_TASK TO COMPLETE_
Give back an exact copy of the lines in the records below, from the line that has "alright, looking at the image above, can you box the shoreline?" through the line that has "alright, looking at the image above, can you box the mountain", and nothing besides.

_SUPPLIED MATERIAL_
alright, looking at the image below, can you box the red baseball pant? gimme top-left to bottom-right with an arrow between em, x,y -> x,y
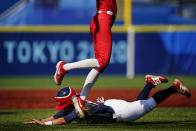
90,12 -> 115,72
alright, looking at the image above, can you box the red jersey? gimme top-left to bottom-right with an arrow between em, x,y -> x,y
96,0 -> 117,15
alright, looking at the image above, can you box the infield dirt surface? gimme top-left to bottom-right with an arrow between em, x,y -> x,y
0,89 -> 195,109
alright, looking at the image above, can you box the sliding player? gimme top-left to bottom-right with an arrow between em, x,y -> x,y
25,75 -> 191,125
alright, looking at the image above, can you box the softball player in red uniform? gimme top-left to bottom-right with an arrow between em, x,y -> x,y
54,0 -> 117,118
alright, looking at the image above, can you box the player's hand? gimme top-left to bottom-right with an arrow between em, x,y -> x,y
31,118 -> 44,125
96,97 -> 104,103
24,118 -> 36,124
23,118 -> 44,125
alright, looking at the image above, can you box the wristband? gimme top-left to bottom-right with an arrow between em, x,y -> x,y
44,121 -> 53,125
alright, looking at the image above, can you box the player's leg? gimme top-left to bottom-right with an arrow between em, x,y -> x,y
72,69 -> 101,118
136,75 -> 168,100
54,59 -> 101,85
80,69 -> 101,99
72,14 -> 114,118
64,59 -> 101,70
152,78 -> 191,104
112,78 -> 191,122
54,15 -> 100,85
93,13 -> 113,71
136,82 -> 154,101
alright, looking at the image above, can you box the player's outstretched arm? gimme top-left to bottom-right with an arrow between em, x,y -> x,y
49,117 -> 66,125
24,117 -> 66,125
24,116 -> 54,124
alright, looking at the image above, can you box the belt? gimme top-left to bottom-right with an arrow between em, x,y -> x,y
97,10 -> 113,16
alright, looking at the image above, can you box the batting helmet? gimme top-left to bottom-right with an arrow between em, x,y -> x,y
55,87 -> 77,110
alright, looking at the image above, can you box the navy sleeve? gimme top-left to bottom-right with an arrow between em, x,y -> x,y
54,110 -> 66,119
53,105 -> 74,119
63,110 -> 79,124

...

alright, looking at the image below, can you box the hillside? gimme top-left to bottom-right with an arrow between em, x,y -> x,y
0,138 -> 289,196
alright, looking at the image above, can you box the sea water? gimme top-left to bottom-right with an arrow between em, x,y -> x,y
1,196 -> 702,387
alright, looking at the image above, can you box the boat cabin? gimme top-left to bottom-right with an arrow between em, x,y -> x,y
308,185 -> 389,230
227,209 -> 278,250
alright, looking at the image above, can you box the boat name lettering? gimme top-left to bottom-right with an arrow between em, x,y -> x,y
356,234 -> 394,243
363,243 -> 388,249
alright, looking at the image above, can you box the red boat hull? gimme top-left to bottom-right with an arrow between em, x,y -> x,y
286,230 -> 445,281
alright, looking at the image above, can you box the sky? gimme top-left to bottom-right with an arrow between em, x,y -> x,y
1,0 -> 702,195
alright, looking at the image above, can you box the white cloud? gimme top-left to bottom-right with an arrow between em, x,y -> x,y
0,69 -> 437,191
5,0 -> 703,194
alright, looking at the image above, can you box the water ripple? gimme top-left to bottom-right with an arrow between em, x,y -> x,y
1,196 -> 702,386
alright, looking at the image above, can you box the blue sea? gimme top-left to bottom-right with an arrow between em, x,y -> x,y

==

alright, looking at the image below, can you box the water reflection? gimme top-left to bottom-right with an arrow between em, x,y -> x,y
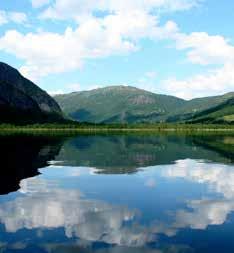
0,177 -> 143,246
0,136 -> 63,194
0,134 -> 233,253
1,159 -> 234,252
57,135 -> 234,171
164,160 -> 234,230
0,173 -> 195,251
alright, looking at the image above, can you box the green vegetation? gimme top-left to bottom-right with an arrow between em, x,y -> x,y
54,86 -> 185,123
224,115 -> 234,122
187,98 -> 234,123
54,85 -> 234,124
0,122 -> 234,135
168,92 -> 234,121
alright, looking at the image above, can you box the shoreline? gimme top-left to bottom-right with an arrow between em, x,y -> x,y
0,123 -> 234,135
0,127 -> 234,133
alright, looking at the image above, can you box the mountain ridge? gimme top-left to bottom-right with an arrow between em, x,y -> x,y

_ANSWER TO THE PROBLEM_
alright, looking at the image above, can you box the shoreline? gimme top-left to bottom-right with an arrow between em, x,y -> x,y
0,123 -> 234,135
0,127 -> 234,133
alright, looking at the image above, can you box the mountain ridge? gimme top-left to bottom-right with an arrow between em, x,y -> x,y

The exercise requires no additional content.